**Metin Bloğu**
ŞERH-İ MESNEVİ ÇAĞLAYANINDAN İBRETLER  -26

KİLİM DEĞİL TOZU DÖVÜLÜR

 

Tirmiz şehrinin başkent olduğu yıllardı. Peygamberimizin sevgili kızı Fatıma ve Hazret-i Ali soyundan Seyit isimli biri Tirmiz'de padişahtı.

Padişahların devlet işinden yoruldukları zaman hoş sohbet ve nükteleri ile dinlendikleri birer nedimi, başka bir deyişle maskara veya soytarıları vardı. Seyit'in maskarası, ünü köyden şehre her tarafa yayılmış akıllı ve şakacı Delkak'tı.

Padişah'ın Semerkant'ta önemli bir işi çıktı. Bu işi derhal yapıp gelecek bir adam aradı: “Gece gündüz durup dinlenmeden beş günde gidip gelecek ve istenilen haberi getirecek olana yüzlerce altın vereceğim” diyerek dellaller tutup şehirde dolaştırdı.

Bu sırada Delkak köydeydi. Şehirden gelenlerden Padişahın vaadini duyunca hemen boz eşeğine binip Tirmiz'e doğru koşturmağa başladı. Karnını tepe tepe, boynunu dürte dürte öyle koşturuyordu ki zavallı eşek dayanamayıp sakatlandı. Ata bindi at çatladı.

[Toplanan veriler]
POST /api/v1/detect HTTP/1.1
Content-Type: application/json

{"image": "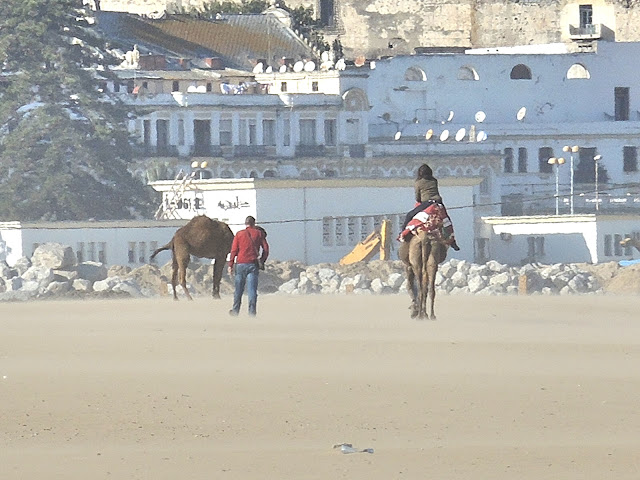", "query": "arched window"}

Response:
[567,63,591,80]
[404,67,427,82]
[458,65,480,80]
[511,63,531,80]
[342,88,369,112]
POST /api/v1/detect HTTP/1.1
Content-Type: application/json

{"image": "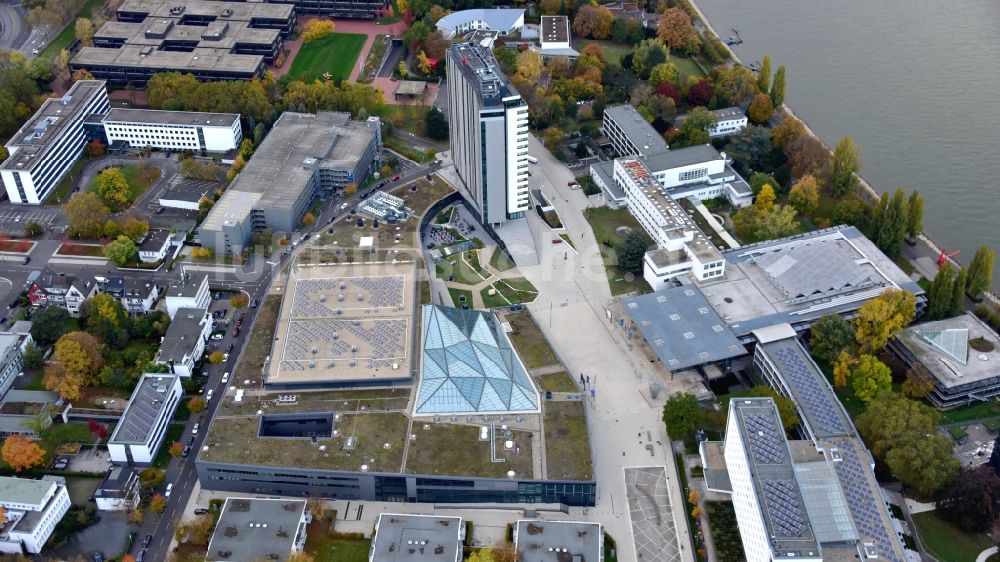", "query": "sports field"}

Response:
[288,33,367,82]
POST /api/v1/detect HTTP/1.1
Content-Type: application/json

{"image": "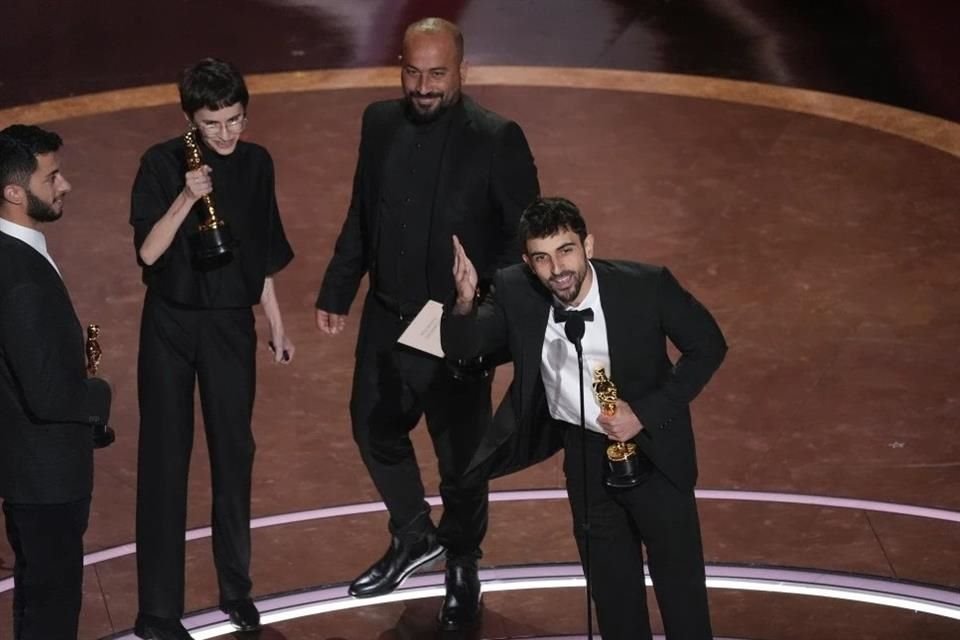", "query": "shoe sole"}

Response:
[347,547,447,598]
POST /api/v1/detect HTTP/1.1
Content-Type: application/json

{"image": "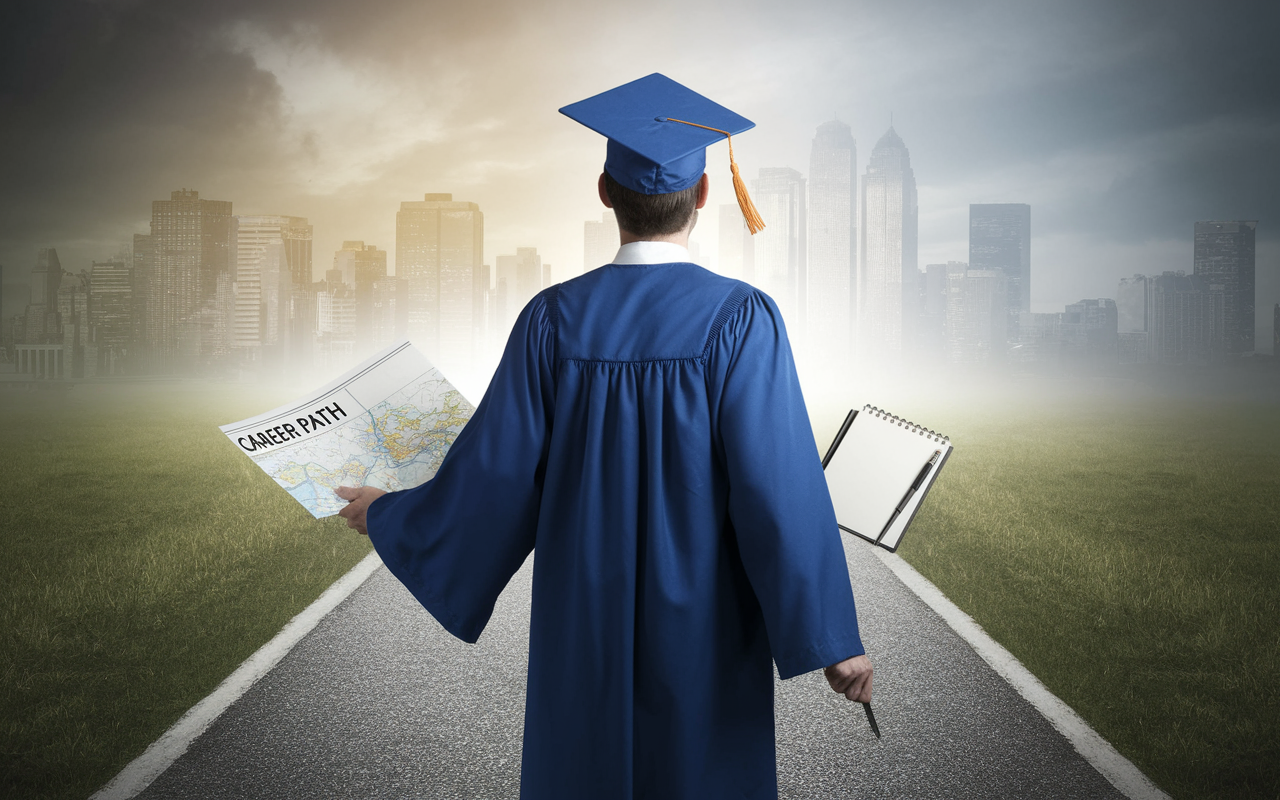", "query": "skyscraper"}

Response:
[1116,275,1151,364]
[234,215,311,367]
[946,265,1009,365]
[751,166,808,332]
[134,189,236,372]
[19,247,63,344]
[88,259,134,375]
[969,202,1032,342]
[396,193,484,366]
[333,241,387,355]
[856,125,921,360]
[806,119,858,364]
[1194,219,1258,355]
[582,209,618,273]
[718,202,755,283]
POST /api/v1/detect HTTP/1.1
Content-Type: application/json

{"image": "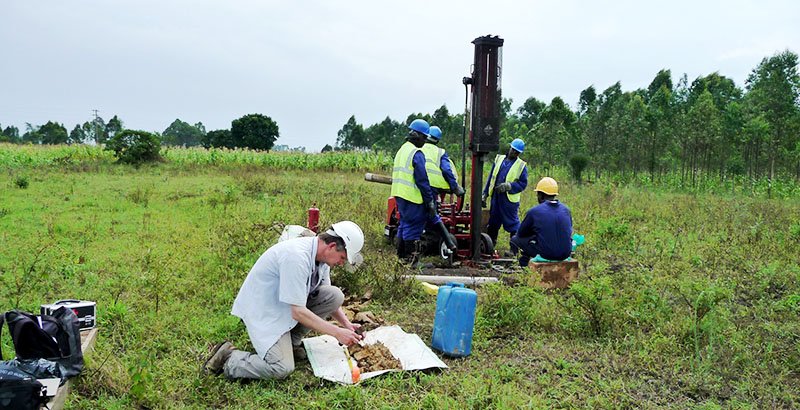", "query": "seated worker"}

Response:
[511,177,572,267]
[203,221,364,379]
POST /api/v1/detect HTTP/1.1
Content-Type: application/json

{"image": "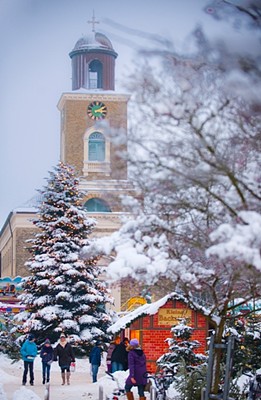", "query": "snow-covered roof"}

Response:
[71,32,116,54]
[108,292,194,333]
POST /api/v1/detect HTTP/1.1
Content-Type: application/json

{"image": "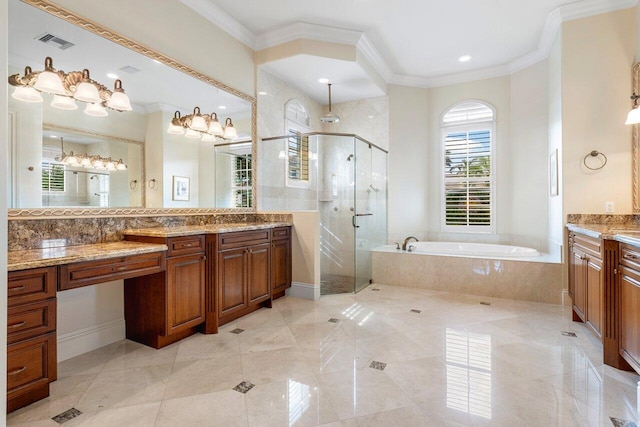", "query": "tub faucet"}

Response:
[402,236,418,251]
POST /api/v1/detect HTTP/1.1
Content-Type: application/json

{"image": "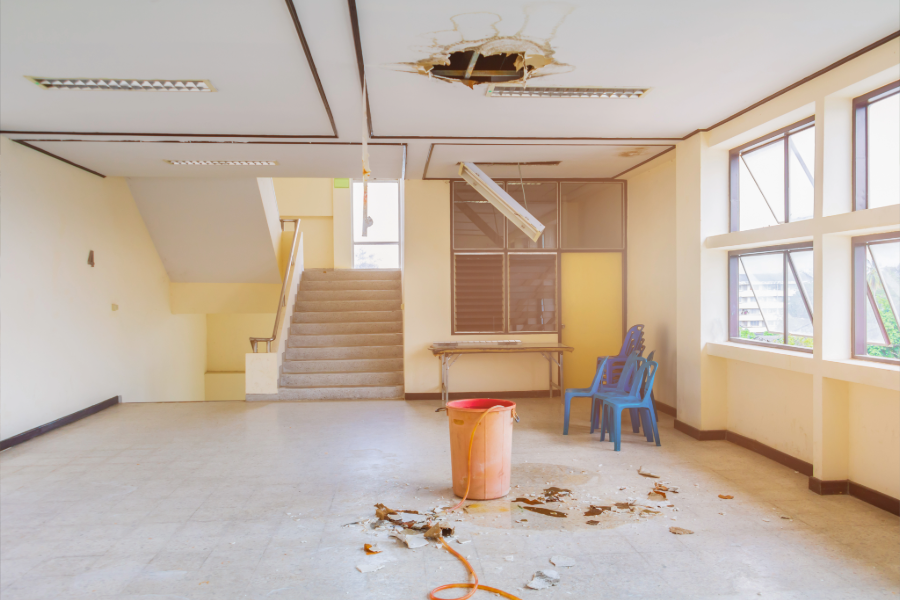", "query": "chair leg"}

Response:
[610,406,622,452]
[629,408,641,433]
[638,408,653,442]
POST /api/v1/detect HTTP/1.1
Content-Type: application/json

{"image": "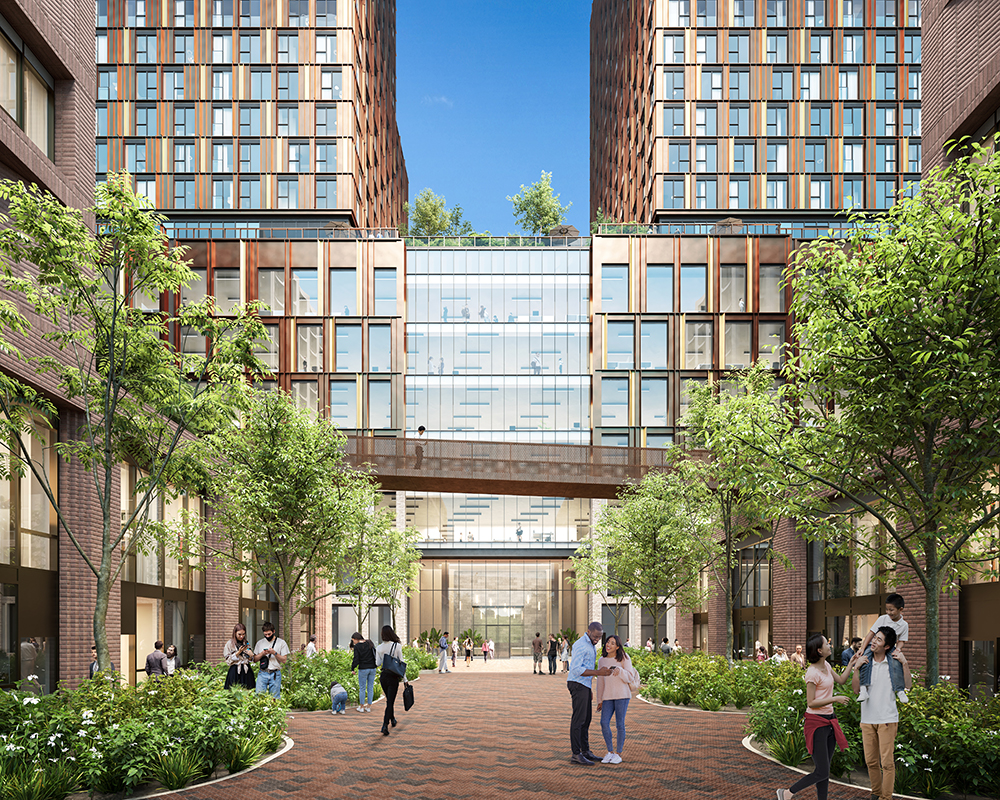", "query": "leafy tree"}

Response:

**Yapılacak İşler**
1. Delkak hikâyesine göre şu soruları cevaplayın:
(a) Tirmiz'de padişah olan kişinin adı neydi?
(b) Padişahın önemli işi hangi şehirde çıkmıştı?
(c) Delkak, padişahın vaadini duyunca yola neye binerek çıktı?
2. Delkak hikâyesini kaldığı yerden sürdürün.

**Cevaplar**
1.
(a) Seyit.
(b) Semerkant'ta.
(c) Boz eşeğine.

2.
Delkak'ın aceleci tavrı suya atılan taşın halkaları gibi her yana yayıldı. Halk korku ve telaşa düşmüş, bir bela mı geliyor, bir felaketten mi kaçıyor diyerek vehimli hayallere düşüyordu. Şehrin tanınmışları ürküp dehşete kapıldı. Herkes:

-Delkak'a ne oldu? Köyden kalkıp alelacele yollara düştü. Yoksa üzerimize canlara kasdeden düşman sürüsü mü geliyor? Diyorlardı.

Delkak, nihayet, üstü başı yol tozlarına bulanmış olarak Tirmiz'e geldi:

-Hemen Padişah'ın huzuruna girmek isterim, dedi. Fısıltı dalga dalga yayıldı. Padişah ve şehrin ileri gelenleri evhamla telaşa düştü. Aceleciliğine şaşırıp kendisine bir şey sormağa yeltenenlere o ekşi yüzlü Delkak yüzünü buruşturup parmağını ağzına götürerek “Sus konuşma!” işareti veriyordu. Bu hareket halkın merakını iyice alevlendiriyordu.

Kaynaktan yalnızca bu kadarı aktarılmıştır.